Available data ->
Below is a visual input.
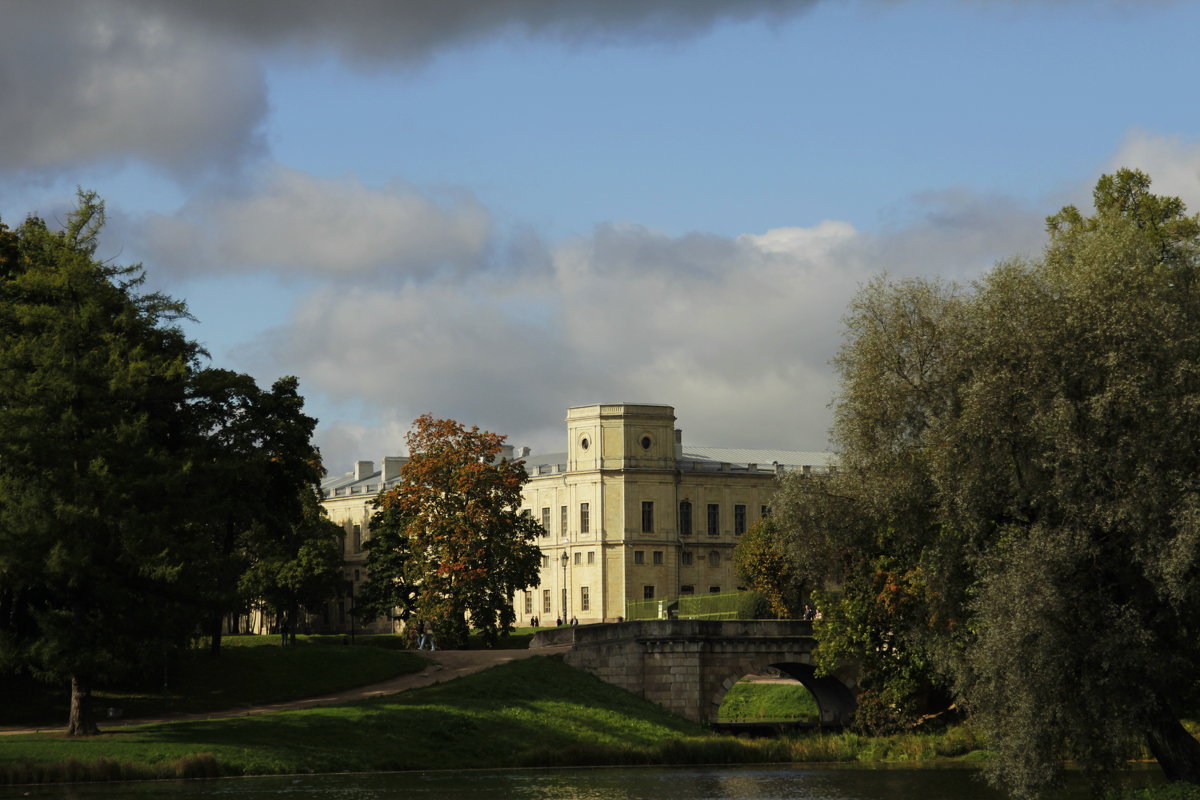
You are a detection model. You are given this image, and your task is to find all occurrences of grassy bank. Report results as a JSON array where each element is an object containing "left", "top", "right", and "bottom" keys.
[
  {"left": 716, "top": 679, "right": 821, "bottom": 722},
  {"left": 0, "top": 636, "right": 425, "bottom": 727},
  {"left": 0, "top": 657, "right": 976, "bottom": 782}
]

Task requirements -> Can you copy the item above word for word, leaving out the picture?

Solution for this exercise ->
Below is a visual input.
You are a detection model. You are given this image, and your task is to find all occurrences of grassy bank. Report results as a JSON array where each element is an object containing "left", "top", "right", and "bottom" keys.
[
  {"left": 716, "top": 679, "right": 821, "bottom": 722},
  {"left": 0, "top": 636, "right": 425, "bottom": 727},
  {"left": 0, "top": 657, "right": 976, "bottom": 782}
]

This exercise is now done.